---------- SOURCE MATERIAL ----------
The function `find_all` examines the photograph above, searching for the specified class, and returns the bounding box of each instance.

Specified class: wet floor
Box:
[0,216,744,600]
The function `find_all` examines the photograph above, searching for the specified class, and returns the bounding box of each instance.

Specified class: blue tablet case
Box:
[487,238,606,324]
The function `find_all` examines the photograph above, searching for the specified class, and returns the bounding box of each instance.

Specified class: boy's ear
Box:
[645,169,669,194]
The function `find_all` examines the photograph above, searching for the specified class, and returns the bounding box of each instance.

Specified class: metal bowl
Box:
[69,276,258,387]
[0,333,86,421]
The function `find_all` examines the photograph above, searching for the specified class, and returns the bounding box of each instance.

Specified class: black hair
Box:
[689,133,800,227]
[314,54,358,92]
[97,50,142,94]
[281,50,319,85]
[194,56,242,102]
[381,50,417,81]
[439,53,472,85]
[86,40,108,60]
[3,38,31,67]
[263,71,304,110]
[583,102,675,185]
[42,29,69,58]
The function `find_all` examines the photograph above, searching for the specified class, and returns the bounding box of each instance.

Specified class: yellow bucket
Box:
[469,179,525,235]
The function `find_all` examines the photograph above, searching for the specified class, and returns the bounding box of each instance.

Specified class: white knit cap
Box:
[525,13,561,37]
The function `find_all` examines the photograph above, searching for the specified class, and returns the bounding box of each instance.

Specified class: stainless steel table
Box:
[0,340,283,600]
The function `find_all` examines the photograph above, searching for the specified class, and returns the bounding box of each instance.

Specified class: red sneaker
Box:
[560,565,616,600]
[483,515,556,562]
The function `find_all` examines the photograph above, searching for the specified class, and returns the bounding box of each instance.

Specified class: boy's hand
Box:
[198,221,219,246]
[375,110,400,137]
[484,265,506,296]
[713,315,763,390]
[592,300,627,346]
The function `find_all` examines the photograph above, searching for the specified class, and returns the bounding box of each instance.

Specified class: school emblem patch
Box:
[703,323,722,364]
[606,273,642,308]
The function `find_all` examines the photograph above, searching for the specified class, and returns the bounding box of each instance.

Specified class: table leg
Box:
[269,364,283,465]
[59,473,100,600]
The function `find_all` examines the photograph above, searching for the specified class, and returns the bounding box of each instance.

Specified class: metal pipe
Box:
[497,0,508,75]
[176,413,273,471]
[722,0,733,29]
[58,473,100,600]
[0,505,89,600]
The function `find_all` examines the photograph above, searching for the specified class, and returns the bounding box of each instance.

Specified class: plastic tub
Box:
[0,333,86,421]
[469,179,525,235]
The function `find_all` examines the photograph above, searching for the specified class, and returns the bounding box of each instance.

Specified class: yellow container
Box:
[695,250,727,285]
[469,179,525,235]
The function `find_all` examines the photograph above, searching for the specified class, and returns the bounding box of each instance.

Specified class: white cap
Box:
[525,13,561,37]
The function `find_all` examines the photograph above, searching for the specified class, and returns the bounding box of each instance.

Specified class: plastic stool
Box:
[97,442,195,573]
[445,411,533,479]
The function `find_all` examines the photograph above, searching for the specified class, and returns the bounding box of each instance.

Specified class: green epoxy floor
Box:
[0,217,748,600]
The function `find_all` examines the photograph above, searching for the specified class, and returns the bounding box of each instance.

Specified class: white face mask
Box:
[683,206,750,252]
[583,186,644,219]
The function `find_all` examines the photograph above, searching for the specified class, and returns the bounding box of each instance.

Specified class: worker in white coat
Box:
----------
_SET TASK_
Pull out every line of the rows above that contains the string "white", treating uppercase and lowercase as different.

_EXPECTED ANSWER_
Specified class: white knit cap
Specified class: white cap
Specified class: white face mask
Specified class: worker in white coat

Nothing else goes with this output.